— Task directions —
All of the material below is to be returned exactly.

— Dataset rows —
########
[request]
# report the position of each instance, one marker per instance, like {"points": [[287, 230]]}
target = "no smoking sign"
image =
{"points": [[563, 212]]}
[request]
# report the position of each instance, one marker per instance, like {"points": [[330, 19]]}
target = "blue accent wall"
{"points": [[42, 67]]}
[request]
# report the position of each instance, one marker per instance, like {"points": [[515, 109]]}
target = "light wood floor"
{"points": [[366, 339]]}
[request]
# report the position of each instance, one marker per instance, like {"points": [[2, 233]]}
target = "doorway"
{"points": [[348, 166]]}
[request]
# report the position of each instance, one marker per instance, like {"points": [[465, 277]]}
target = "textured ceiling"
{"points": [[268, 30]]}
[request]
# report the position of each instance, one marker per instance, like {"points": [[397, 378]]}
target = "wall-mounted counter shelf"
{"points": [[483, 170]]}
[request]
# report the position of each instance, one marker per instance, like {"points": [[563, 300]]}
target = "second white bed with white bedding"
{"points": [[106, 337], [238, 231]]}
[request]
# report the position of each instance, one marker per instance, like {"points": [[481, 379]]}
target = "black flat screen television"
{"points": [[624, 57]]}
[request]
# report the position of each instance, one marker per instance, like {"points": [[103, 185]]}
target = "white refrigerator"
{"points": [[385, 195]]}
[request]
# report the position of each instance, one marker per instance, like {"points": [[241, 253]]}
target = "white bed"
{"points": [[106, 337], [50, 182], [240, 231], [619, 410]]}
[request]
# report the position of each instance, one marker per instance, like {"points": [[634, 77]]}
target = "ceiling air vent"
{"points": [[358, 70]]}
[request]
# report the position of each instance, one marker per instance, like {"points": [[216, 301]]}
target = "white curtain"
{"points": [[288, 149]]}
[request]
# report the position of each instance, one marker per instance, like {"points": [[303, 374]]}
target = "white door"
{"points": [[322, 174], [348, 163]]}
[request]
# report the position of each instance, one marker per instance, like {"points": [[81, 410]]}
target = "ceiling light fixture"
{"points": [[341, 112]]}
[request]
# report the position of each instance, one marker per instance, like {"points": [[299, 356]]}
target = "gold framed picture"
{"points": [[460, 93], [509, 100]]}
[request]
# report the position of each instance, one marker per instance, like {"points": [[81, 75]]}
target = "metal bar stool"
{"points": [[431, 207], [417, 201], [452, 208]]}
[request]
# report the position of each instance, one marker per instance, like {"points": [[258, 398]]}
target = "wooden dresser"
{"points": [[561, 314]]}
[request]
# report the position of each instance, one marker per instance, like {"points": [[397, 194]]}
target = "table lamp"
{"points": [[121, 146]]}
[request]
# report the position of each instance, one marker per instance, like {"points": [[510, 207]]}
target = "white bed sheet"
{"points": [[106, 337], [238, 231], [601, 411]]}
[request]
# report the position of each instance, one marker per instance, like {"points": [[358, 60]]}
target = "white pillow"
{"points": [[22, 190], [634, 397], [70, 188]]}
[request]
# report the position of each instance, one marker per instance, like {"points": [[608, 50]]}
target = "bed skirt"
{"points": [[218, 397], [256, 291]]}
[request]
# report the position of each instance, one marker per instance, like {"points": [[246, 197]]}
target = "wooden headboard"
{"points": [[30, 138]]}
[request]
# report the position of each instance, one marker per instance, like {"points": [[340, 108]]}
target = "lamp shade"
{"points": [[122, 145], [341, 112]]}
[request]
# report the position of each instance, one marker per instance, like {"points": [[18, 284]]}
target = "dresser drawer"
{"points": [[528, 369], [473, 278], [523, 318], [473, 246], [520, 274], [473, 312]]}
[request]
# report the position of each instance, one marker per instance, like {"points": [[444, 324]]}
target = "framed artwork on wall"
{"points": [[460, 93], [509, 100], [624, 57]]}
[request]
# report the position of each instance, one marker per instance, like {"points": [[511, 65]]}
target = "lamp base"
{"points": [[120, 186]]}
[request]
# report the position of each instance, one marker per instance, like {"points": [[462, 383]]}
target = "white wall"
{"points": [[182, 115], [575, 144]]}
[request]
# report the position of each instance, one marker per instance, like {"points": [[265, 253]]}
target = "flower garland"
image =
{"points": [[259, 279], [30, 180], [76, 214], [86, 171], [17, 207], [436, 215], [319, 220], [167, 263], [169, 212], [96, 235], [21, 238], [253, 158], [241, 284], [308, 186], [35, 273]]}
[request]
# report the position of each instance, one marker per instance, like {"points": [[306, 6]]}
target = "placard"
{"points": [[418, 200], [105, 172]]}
########
— Response to the exercise —
[request]
# report the position of each instance, one marker per instance, like {"points": [[287, 230]]}
target = "no smoking sign"
image =
{"points": [[563, 212]]}
[request]
# report the position of each instance, one marker per instance, like {"points": [[330, 19]]}
target = "blue accent wall"
{"points": [[42, 67]]}
[request]
# report the position of each instance, one marker per instance, like {"points": [[515, 109]]}
target = "light wood floor"
{"points": [[366, 339]]}
[request]
# report the position of each instance, one marker per instance, like {"points": [[2, 233]]}
target = "doorway"
{"points": [[348, 166]]}
[request]
# report the position of each instance, one marker per instance, like {"points": [[465, 277]]}
target = "textured ceiling"
{"points": [[268, 30]]}
[request]
# report the position of each instance, one marker per instance, like {"points": [[397, 378]]}
target = "wall-mounted counter shelf"
{"points": [[483, 170]]}
[request]
# report the position of each instance, one marker per instance, like {"points": [[563, 300]]}
target = "second white bed with white bedding"
{"points": [[106, 337], [238, 231]]}
[request]
# report the position of each instance, one marker per instance, like {"points": [[481, 379]]}
target = "black flat screen television"
{"points": [[624, 57]]}
[request]
# report the position of each instance, one marker per instance, like {"points": [[103, 185]]}
target = "white refrigerator"
{"points": [[385, 195]]}
[request]
# report the position of each instance, one marker per instance, like {"points": [[241, 253]]}
target = "white bed"
{"points": [[106, 337], [50, 182], [240, 231], [619, 410]]}
[request]
# report the position of each instance, one marker per instance, like {"points": [[634, 77]]}
target = "ceiling air vent"
{"points": [[358, 70]]}
[request]
# report the position of each instance, one marker per instance, like {"points": [[216, 301]]}
target = "white curtain"
{"points": [[288, 149]]}
[request]
# report the position of each instance, one marker per instance, like {"points": [[303, 374]]}
target = "white door"
{"points": [[322, 174], [348, 163]]}
[request]
# report the position of each instance, one marker per instance, like {"points": [[81, 410]]}
target = "ceiling light fixture"
{"points": [[341, 112]]}
[request]
# report the position of each instance, one marker per instance, like {"points": [[299, 356]]}
target = "gold framed picture"
{"points": [[460, 93], [509, 100]]}
[request]
# report the position of each instance, one marker per instance, like {"points": [[81, 75]]}
target = "metal bar stool"
{"points": [[431, 207], [417, 201], [452, 208]]}
[request]
# report the position of each instance, one marker per instance, like {"points": [[258, 398]]}
target = "wooden dresser"
{"points": [[561, 314]]}
[request]
# report the position of each instance, one marker per instance, like {"points": [[397, 194]]}
target = "table lamp"
{"points": [[121, 146]]}
[request]
# report the position of each instance, one marker per instance, like {"points": [[510, 207]]}
target = "white bed sheet"
{"points": [[106, 337], [238, 231], [601, 411]]}
[request]
# report the position of each instance, one marker per instance, like {"points": [[358, 60]]}
target = "white pillow"
{"points": [[22, 190], [634, 397], [70, 188]]}
[request]
# report the position of each instance, one marker per instance, like {"points": [[608, 50]]}
target = "bed skirt"
{"points": [[218, 397], [256, 291]]}
[request]
# report the position of each instance, one marker per instance, like {"points": [[246, 197]]}
target = "wooden headboard"
{"points": [[30, 138]]}
[request]
# report the position of each instance, one marker per instance, like {"points": [[340, 108]]}
target = "lamp shade"
{"points": [[122, 145], [341, 112]]}
[request]
# report the position of each instance, one marker per instance, like {"points": [[18, 284]]}
target = "dresser drawer"
{"points": [[528, 369], [473, 278], [523, 318], [473, 246], [520, 274], [473, 312]]}
[request]
# report the position of each instance, one marker per instance, like {"points": [[444, 324]]}
target = "framed artwork on wall"
{"points": [[460, 93], [509, 100], [624, 57]]}
[request]
# report the position of each instance, one marker per instance, like {"points": [[511, 65]]}
target = "lamp base"
{"points": [[120, 186]]}
[request]
# report the position of each instance, one marker per instance, like {"points": [[462, 383]]}
target = "white wall"
{"points": [[182, 115], [575, 144]]}
[request]
# report the position of each instance, one marker per instance, like {"points": [[265, 253]]}
target = "flower garland"
image =
{"points": [[259, 279], [30, 180], [76, 214], [86, 171], [17, 207], [436, 215], [319, 220], [167, 263], [169, 212], [96, 235], [21, 238], [253, 158], [241, 284], [308, 186], [35, 273]]}
[request]
# report the position of each instance, one marker per instance, like {"points": [[306, 6]]}
target = "placard"
{"points": [[418, 200], [105, 172]]}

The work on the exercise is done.